↓↓↓

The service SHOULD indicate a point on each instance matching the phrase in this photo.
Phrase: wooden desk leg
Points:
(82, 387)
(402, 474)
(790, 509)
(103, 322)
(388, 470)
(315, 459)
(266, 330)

↑↑↑

Requirement:
Return the complete material exactly as it appears.

Result of the exercise:
The service SHOULD indicate a point on each instance matching the phrase in this photo.
Phrase: wooden desk leg
Points:
(82, 387)
(402, 474)
(790, 509)
(103, 322)
(388, 470)
(315, 459)
(266, 330)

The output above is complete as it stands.